- **CHALLENGES**:
• 1. In the interview on motherhood, what did McLarin do after taking her kids to the soccer practice field?
• 2. Say whether each statement agrees with the interview on motherhood, and give the deciding words of the text for each: (a) McLarin moved her old VHS tapes onto CDs and digital. (b) McLarin says that waiting on the sidelines suited her natural temperament. (c) The old videos include dancing in the living room to REM on a Sunday night.

- **PASSAGE PROVIDED**:
It was a ridiculous kind of thing, but everybody around me was doing it. And, and I was not. It’s not my natural temperament. I remember once actually driving my kids to a soccer game practice, taking them to the field, then coming back to get in the minivan to do some work in the minivan. And somebody said something to me about it. I was actually there, but I was not standing on the sidelines. So those kinds of middle-class white standards. So: we had the standards of my mother, the middle-class white standards, and my own fear that I wouldn’t be as loving and as present because of my own upbringing. There was just a hodgepodge of demands and expectations from sources internal and external. Finally, at some point, I realized it was ridiculous. My only job was to be the best mother I could be, and that’s all I could do. The rest would just follow, and it did. I think they turned out okay.

 

Lara Ehrlich

You’re already veering into what I wanted to ask you about next, which is now with a little distance from those soccer games and your kids being small, I’m sure your expectations for yourself have changed with time. Looking back, though, at those earlier days, how do you perceive what kind of mother you were?

 

Kim McLarin

I was the best mother I could be at the time. That’s the answer. In many ways, I was a damn good mother. I tell my kids, “I have the videotape to prove it.” Last year for their birthdays, I took all the old VHS, because I was afraid they would disintegrate, and put them on CDs and digital. I was watching through them, and there’s birthday parties and random dancing in the living room to REM on a Sunday night, and there’s just walking down the street. I was actually far more present and engaged than I remember myself being. I was far more giving of myself than I remember myself being.

- **DATASET EXCERPT**:
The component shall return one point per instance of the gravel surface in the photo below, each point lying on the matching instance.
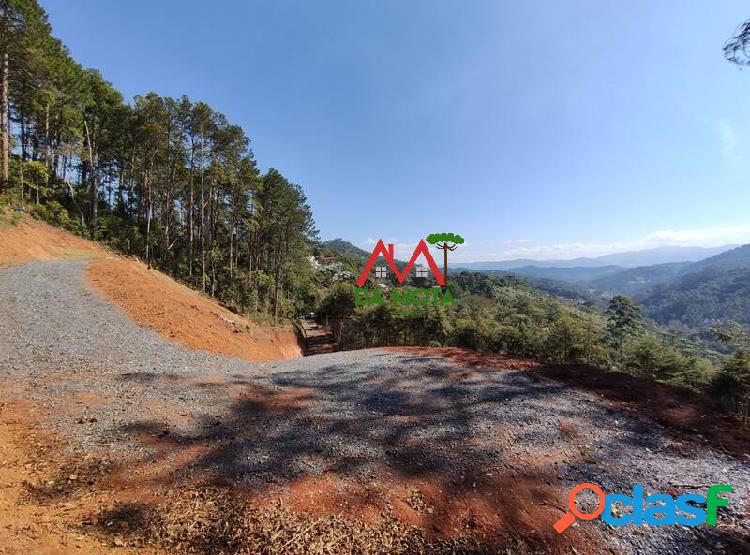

- **SET OF ANSWERS**:
• 1. She went back to the minivan to do some work there.

• 2.
(a) Yes: "I took all the old VHS, because I was afraid they would disintegrate, and put them on CDs and digital."
(b) No: "It’s not my natural temperament."
(c) Yes: "random dancing in the living room to REM on a Sunday night"